▸ **Complete the following**
**a)** In the lab reimbursement excerpt, why does Denham say it is hard to get reimbursed under a nonspecified code? Answer in one to three sentences.
**b)** Write what comes next in the lab reimbursement excerpt, starting after its last sentence.

+++ Excerpt +++

Labs have become very strategic around pursuing higher reimbursement testing, said Jeffrey Jones, managing partner at lab and diagnostics consulting firm The Deerborne Group.
"Most labs have a director of reimbursement," he said. "They understand that reimbursement has to be integrated into the product development process."
"There's a balance," though, said Stephanie Denham, assistant VP of revenue cycle systems and analytics at revenue cycle management automation and services provider Xifin. "You have to be able to address the demand for the testing in your market while trying to bring on new testing that is going to move things forward and keep up with the technology and diagnostics that are available today."
"It really depends on your client base, and can you switch out testing that you have been doing of a routine variety for tests that fit under the molecular category," Weissman said. "It is all part of the inner deliberations of laboratories depending on their market, who they are serving. It's really very individualistic."
There are also challenges to billing under the nonspecific molecular and genetic testing codes that have grown so dramatically in recent years.
"It's challenging to get reimbursement under a nonspecified code because of the amount of work that has to go into payor education so that they understand what the test is and how to reimburse for it," Denham said. "A lot of new tests have been created, especially in the molecular and genetic menu. That is an ongoing challenge as we have growth in genetic testing."

+++ Dataset content +++

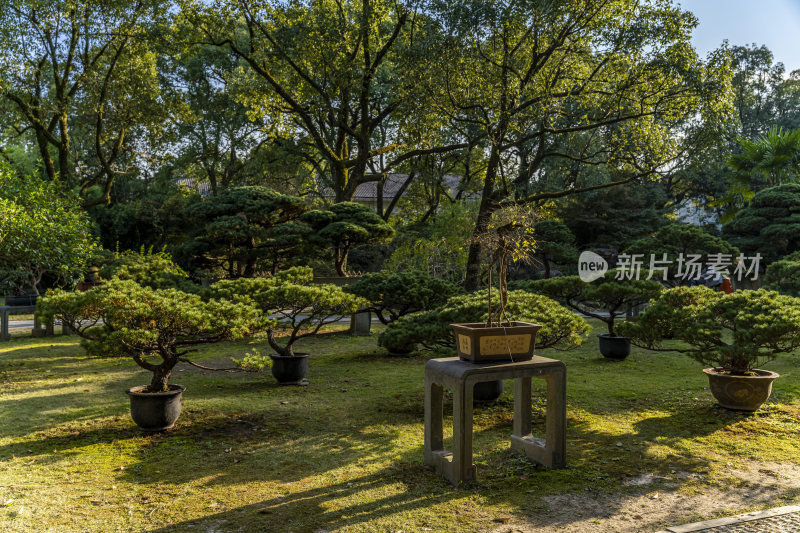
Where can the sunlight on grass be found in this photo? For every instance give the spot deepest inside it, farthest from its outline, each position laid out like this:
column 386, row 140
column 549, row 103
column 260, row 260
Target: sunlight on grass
column 345, row 452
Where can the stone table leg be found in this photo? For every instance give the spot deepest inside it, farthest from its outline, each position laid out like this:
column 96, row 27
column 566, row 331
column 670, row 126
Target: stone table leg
column 463, row 469
column 551, row 451
column 522, row 407
column 556, row 421
column 434, row 413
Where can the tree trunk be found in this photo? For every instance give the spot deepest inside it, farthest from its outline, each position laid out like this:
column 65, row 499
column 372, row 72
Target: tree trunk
column 341, row 261
column 160, row 378
column 485, row 210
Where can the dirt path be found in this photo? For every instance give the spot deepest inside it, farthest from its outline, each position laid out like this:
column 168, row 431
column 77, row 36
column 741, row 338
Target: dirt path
column 659, row 503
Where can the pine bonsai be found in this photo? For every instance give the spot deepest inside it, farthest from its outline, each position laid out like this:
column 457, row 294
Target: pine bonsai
column 395, row 294
column 154, row 270
column 344, row 225
column 735, row 333
column 603, row 295
column 561, row 329
column 301, row 310
column 245, row 231
column 156, row 328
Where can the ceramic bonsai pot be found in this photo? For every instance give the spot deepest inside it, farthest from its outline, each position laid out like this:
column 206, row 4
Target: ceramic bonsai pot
column 741, row 393
column 290, row 370
column 155, row 411
column 511, row 341
column 614, row 347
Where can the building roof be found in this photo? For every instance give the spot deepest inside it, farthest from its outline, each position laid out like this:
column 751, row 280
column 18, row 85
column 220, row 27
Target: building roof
column 368, row 192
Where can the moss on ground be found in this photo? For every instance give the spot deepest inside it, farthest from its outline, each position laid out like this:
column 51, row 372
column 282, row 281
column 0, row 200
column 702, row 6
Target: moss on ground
column 345, row 452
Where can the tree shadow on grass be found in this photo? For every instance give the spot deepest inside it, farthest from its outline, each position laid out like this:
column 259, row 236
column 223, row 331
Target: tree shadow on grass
column 391, row 492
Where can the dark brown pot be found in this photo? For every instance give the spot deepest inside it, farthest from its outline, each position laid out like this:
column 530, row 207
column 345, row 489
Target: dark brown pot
column 614, row 347
column 741, row 393
column 514, row 341
column 155, row 411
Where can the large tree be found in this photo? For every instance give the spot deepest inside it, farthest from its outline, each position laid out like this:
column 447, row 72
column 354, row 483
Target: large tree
column 340, row 77
column 581, row 83
column 80, row 78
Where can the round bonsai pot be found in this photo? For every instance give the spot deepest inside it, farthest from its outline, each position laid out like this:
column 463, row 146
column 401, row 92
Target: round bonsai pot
column 614, row 347
column 741, row 393
column 155, row 411
column 289, row 370
column 404, row 349
column 487, row 391
column 28, row 299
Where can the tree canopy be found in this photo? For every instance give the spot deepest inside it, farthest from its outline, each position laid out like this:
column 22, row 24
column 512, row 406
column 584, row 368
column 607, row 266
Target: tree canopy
column 770, row 225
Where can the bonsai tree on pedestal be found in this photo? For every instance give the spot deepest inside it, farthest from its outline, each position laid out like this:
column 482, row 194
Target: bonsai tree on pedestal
column 156, row 328
column 344, row 225
column 561, row 328
column 508, row 238
column 395, row 294
column 301, row 311
column 731, row 333
column 605, row 299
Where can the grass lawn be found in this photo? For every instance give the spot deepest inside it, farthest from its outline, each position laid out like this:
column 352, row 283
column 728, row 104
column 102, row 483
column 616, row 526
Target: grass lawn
column 646, row 447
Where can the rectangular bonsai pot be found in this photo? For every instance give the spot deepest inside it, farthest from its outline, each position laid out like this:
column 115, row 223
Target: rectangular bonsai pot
column 511, row 341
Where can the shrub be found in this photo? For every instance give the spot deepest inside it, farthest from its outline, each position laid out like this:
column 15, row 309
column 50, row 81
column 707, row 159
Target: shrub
column 122, row 317
column 561, row 329
column 395, row 294
column 606, row 294
column 732, row 332
column 784, row 275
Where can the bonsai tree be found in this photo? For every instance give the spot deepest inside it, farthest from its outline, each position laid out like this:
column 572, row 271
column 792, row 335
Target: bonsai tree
column 676, row 239
column 156, row 328
column 770, row 225
column 509, row 237
column 154, row 270
column 344, row 225
column 395, row 294
column 784, row 275
column 734, row 333
column 561, row 328
column 605, row 294
column 244, row 288
column 244, row 231
column 43, row 233
column 302, row 310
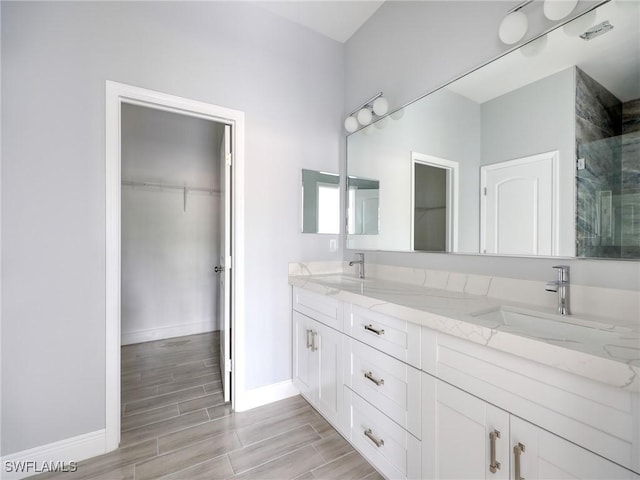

+++

▸ **Results for the exercise**
**a)** Denham says it is hard because of how much work goes into educating payors so they understand what the test is and how to reimburse for it. She adds that many new tests have been created, especially in molecular and genetic testing, so this stays an ongoing challenge as genetic testing grows.

**b)**
"Getting reimbursed for the 81479" — for unspecified molecular pathology procedures — "has its own challenges," she added. "There is typically a lot of documentation that has to be provided, and there are things like the Z-codes from the MolDx program and other genetic test registry programs that are required for billing."
Jones noted that after the explosion of molecular and genetic testing, CMS is working to slow down spending in these areas. A 2021 report by the Medicare Payment Advisory Commission found that while total utilization of tests within CMS had remained flat following the implementation of PAMA, CMS spending on lab testing had actually gone up, largely due to increases in spending on molecular pathology and sequencing.
"You're going to see less 81479s because [CMS] is going to force you to get a [specific] CPT code," he said. "They hate miscellaneous CPT codes."
There is some indication that CMS spending on this code is slowing down. After posting more than 40 percent growth year over year in 2019, 2020, and 2021, payments under the 81479 code were up by only 15 percent in 2022 compared to 2021. Likewise with the 87798 code for molecular infectious disease testing, which grew by 101 percent and 82 percent in 2019 and 2020, respectively, but only by 16 percent and 6 percent, respectively, in 2021 and 2022. The slowdown in the 87798 code could be related to the waning of the COVID-19 pandemic as this code was commonly added on to molecular COVID-19 testing — so much so that a December 2022 report from the US Department of Health and Human Services Office of Inspector General highlighted it as a code warranting "further scrutiny" in cases of "labs with questionably high billing for additional tests alongside COVID-19 tests."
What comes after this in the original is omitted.